Set task
Copy the records below exactly as they are written.

Dataset records
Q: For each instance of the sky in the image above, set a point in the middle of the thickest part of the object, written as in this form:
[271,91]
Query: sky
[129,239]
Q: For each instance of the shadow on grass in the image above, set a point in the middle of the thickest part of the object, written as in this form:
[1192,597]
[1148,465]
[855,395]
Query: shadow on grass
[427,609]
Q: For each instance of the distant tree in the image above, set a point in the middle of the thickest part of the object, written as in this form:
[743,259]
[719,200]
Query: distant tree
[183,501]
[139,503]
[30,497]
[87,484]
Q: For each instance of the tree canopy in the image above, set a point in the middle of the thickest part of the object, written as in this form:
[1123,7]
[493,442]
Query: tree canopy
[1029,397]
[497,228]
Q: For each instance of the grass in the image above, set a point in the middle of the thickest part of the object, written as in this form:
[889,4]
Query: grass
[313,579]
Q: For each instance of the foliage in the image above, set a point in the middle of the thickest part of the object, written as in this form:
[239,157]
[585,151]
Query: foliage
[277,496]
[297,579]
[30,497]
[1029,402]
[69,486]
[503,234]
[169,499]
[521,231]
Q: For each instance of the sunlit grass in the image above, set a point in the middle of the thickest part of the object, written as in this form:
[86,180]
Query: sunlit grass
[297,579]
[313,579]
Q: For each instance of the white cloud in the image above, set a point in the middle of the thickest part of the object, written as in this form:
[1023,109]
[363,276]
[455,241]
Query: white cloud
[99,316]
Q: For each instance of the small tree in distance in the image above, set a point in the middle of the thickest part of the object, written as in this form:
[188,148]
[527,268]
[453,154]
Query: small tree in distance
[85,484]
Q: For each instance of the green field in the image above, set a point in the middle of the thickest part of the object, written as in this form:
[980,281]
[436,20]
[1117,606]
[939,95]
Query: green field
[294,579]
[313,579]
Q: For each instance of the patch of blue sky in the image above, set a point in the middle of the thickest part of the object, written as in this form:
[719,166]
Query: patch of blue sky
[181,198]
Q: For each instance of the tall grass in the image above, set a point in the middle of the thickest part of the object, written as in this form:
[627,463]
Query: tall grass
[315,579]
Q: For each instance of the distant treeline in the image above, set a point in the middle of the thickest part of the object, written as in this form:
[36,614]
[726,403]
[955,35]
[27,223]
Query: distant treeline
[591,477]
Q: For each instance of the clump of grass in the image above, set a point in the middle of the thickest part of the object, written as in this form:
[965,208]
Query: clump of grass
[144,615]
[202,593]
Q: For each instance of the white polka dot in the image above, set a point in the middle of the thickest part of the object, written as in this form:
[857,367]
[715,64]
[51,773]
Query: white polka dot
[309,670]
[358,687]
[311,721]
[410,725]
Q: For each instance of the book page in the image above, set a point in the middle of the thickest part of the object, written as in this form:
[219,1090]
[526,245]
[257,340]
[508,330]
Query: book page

Exercise solution
Q: For each instance of the sky in the image above, set a point in the middle of the thickest part of the object, written as in this form:
[271,91]
Query: sky
[129,239]
Q: For each instance of the shadow on grass in the image above, set a point in the middle of the thickest part of the object, written as in this form:
[1192,597]
[1148,465]
[855,395]
Query: shadow on grass
[427,609]
Q: For each instance of the distant tree in the image above, set a point in the middle of the thickest part of the object, written as in this form:
[743,259]
[719,200]
Query: distant tree
[183,501]
[139,503]
[30,497]
[87,484]
Q: For each instance of the tree canopy in the image above, set a point in the middle of the thickest part of the object, written as in this form:
[1123,7]
[493,442]
Query: tree canopy
[1029,397]
[497,228]
Q: For each instance of the grass in the image above, set a point in the middle of the thickest part of the object, written as in this form:
[889,4]
Query: grass
[313,579]
Q: For each instance of the foliage in the image above, set a point in the middle of the thickest part of the object, written as in this form:
[239,157]
[585,151]
Query: foliage
[277,496]
[297,579]
[30,497]
[1029,402]
[69,486]
[503,234]
[169,499]
[521,231]
Q: For each instance of the sunlit grass in the image above, set a point in the middle of the thickest part of the object, written as in this form:
[86,180]
Query: sunlit grass
[297,579]
[313,579]
Q: For each instance of the white cloud in the image above, set a point in the middle of the thickest part of the object, written as in this form:
[1023,109]
[363,276]
[455,241]
Query: white cloud
[99,316]
Q: For each instance of the small tree in distance in the image above, set a point in the middle of the thickest part of the object, written as in this form:
[188,148]
[527,268]
[453,154]
Query: small tree in distance
[85,484]
Q: For each instance of the green field in the image above, set a point in the middle of the thickest part of the object, written as in this form:
[980,281]
[436,20]
[1117,606]
[939,95]
Query: green field
[294,579]
[313,579]
Q: For each instance of the patch of blue sky in the image above, set a point in the middle of the thickest part of the object, written as in this form:
[719,166]
Query: patch of blue sky
[181,198]
Q: For each instance of the tall grass in the image above, set a point in the middle of the thickest part of the object, written as in this form:
[627,463]
Query: tall grass
[315,579]
Q: For each instance of the distant treeline in the image above, set a point in the middle of the thickest part of the object, written as in this form:
[36,614]
[726,403]
[955,35]
[27,223]
Query: distant treeline
[591,477]
Q: For each instance of the clump of grass in the image above, set a point in the middle of the thickest part of the object, written as in this form:
[965,208]
Query: clump of grass
[144,615]
[202,593]
Q: For each instance of the white polka dot in the image above, set a point in the middle of the thickest part of the object, written as in this form:
[857,367]
[715,64]
[51,773]
Query: white polka dot
[309,670]
[358,687]
[311,721]
[410,725]
Q: For each instance of the book page in the image above, set a point in the middle of the thickest part of the object, written as in this form:
[219,1090]
[526,245]
[257,340]
[508,330]
Query: book page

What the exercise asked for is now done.